▶ [WORK TO DO]: How many lines in the data below contain the string "window"? Reply with the number alone.

(Point annotation records)
#####

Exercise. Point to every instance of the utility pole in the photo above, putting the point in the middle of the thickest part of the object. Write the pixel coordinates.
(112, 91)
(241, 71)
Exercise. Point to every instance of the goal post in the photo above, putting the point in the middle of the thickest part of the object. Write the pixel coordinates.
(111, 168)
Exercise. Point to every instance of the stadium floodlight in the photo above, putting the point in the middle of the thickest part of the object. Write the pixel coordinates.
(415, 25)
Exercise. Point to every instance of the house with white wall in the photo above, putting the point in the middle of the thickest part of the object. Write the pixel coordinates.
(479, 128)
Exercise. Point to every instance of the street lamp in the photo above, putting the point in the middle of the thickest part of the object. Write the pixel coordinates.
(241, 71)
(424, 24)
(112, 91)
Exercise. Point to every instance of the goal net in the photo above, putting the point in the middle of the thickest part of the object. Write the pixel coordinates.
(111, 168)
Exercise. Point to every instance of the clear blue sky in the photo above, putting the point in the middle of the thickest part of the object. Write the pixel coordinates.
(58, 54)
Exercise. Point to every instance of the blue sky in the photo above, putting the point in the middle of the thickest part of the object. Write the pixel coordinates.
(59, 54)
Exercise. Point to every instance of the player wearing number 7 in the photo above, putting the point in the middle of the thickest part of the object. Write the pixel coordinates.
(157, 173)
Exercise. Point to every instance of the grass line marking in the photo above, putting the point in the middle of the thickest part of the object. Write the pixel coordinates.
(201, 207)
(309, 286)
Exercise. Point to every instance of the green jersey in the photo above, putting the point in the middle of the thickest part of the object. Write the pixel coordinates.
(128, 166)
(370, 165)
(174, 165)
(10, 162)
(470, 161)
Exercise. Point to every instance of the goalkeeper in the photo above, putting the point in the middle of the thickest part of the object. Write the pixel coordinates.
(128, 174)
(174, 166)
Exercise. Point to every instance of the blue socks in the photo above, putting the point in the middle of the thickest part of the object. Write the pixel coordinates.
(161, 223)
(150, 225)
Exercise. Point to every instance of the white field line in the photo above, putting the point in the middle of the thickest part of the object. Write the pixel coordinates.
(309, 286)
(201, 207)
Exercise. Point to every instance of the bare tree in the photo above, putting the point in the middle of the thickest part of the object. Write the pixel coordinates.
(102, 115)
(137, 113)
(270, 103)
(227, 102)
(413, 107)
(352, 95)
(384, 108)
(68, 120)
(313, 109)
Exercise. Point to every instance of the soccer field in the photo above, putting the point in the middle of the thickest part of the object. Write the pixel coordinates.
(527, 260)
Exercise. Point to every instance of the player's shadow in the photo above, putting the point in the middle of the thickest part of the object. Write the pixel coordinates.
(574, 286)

#####

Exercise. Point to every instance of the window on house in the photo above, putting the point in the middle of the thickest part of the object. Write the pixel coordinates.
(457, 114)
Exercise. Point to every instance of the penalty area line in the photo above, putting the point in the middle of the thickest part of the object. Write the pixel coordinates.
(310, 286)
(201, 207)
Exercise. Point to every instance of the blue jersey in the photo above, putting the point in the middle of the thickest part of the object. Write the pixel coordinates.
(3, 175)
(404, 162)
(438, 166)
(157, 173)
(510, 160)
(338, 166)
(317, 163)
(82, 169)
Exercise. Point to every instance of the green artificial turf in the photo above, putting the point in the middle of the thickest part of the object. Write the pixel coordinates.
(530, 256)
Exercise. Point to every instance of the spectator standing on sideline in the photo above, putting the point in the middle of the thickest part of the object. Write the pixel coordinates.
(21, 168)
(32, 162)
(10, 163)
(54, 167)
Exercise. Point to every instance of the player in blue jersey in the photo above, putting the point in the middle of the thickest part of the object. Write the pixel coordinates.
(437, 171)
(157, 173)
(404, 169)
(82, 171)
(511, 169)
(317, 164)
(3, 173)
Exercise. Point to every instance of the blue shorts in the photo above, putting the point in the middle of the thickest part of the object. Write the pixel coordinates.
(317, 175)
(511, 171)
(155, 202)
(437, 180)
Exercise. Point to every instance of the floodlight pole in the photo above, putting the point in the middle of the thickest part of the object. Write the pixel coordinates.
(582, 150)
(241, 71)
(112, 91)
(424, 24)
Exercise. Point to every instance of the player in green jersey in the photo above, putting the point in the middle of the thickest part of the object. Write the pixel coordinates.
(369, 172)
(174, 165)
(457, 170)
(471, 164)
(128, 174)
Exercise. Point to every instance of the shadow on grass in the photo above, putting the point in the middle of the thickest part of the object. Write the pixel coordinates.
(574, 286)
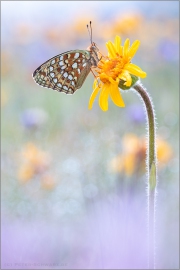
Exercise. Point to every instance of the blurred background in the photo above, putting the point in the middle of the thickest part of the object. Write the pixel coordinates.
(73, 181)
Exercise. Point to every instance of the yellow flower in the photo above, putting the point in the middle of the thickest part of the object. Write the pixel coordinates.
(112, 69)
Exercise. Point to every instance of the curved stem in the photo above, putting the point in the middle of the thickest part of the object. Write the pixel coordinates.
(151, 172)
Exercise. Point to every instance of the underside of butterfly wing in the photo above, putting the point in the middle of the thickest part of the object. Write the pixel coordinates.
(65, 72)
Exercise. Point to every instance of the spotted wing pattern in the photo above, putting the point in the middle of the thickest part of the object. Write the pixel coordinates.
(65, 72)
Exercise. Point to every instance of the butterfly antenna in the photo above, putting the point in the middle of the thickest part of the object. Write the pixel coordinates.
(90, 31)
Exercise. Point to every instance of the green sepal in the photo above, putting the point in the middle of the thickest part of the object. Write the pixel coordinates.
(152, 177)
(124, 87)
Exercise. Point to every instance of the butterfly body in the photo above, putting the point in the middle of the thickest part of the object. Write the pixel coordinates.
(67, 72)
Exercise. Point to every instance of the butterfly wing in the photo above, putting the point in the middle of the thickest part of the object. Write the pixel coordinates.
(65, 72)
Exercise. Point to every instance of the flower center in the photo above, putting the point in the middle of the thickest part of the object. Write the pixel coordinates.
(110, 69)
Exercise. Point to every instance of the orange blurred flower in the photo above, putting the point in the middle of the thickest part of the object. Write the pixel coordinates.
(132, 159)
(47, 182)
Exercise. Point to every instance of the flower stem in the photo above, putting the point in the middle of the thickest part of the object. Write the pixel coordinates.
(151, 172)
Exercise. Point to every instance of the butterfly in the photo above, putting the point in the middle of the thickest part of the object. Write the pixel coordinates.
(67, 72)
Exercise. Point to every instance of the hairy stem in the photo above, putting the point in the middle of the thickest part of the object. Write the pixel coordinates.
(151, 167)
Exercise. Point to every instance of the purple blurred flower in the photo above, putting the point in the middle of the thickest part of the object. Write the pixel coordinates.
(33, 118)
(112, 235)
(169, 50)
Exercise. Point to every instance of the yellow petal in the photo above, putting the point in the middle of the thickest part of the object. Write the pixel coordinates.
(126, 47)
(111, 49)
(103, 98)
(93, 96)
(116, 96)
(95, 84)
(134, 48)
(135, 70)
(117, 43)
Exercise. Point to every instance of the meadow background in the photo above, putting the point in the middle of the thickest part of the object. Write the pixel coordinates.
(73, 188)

#####

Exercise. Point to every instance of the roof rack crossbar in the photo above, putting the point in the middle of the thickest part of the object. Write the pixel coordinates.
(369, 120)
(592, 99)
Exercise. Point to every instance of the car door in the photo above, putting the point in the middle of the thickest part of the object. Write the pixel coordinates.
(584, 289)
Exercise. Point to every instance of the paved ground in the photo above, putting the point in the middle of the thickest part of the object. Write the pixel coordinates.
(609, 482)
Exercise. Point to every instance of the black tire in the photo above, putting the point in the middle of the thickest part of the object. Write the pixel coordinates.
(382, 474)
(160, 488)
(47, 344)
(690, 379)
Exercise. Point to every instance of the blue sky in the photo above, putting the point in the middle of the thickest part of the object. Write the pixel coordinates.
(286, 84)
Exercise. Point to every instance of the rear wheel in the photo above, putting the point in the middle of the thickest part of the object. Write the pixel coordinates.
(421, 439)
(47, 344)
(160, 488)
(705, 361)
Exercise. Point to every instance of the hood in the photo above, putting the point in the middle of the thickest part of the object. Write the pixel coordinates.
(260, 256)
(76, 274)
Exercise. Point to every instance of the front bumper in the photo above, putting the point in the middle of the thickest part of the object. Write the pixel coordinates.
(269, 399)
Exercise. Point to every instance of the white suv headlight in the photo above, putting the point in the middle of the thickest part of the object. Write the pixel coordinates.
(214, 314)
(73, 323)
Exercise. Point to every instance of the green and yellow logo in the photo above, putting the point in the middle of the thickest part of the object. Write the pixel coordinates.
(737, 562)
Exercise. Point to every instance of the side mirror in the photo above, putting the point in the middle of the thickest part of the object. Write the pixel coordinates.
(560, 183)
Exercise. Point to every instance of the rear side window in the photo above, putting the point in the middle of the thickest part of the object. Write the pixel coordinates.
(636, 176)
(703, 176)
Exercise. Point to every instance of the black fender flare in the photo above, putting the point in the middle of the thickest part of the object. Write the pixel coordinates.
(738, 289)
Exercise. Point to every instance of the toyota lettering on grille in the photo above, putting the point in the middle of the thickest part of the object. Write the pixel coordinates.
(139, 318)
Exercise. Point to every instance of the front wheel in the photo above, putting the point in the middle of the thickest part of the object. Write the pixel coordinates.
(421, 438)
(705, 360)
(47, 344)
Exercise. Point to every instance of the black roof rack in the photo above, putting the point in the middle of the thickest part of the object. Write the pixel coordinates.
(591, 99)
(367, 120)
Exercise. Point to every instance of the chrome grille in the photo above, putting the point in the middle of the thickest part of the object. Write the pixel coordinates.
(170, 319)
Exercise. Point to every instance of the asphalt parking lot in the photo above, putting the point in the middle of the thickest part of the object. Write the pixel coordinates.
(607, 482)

#####

▶ [WRITTEN SOLUTION]: 2